(Referring expression pointing data)
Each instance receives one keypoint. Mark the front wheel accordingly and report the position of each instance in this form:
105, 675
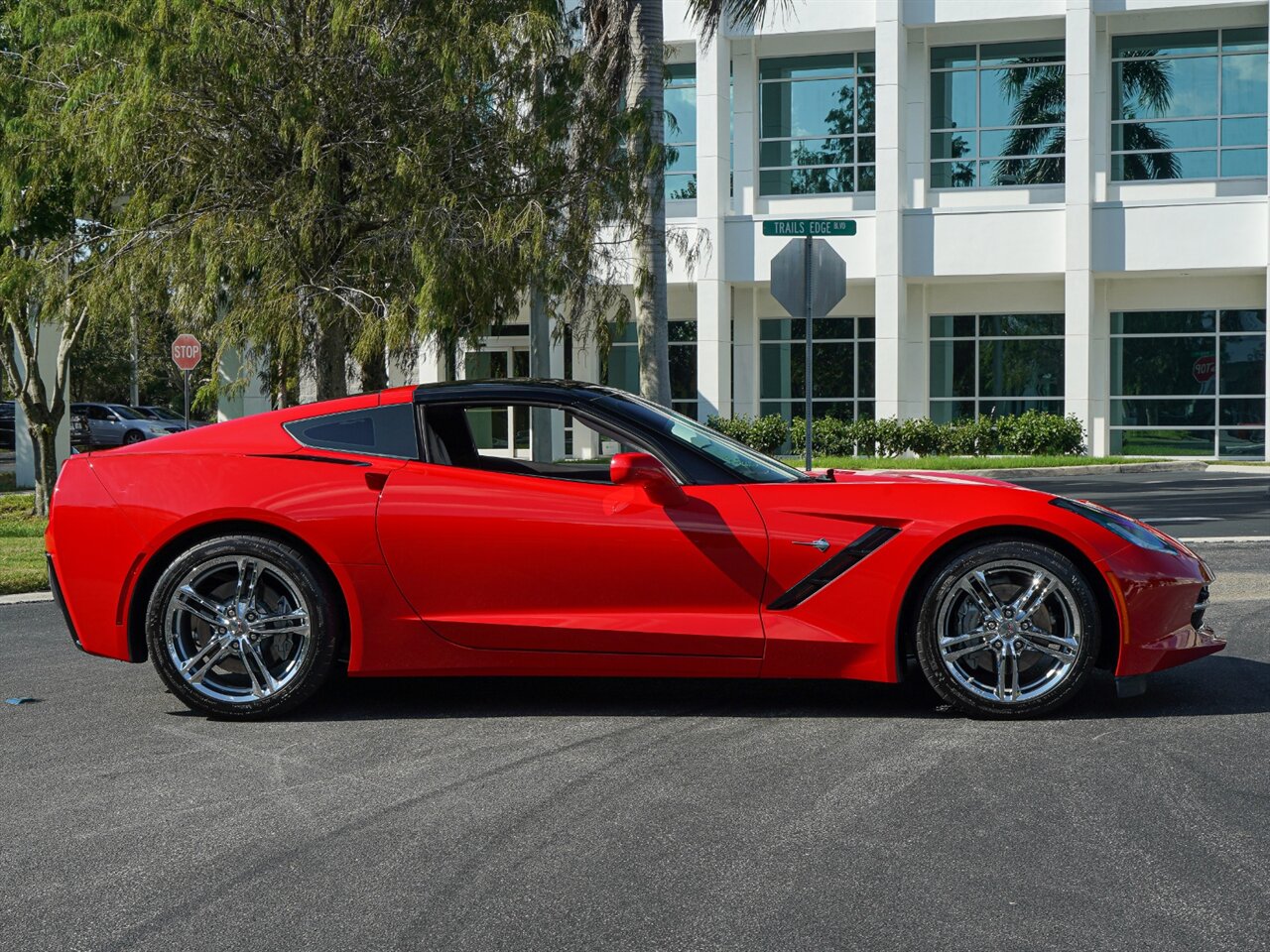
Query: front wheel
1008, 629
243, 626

## [Exercise directions]
Send back every record exactly as it stands, except the pictures.

## [Output of the exercise]
Each instance receives one keypoint. Mark the front wheel accordingly and report the position of each instance in this form:
105, 675
Query: front wheel
1008, 629
243, 626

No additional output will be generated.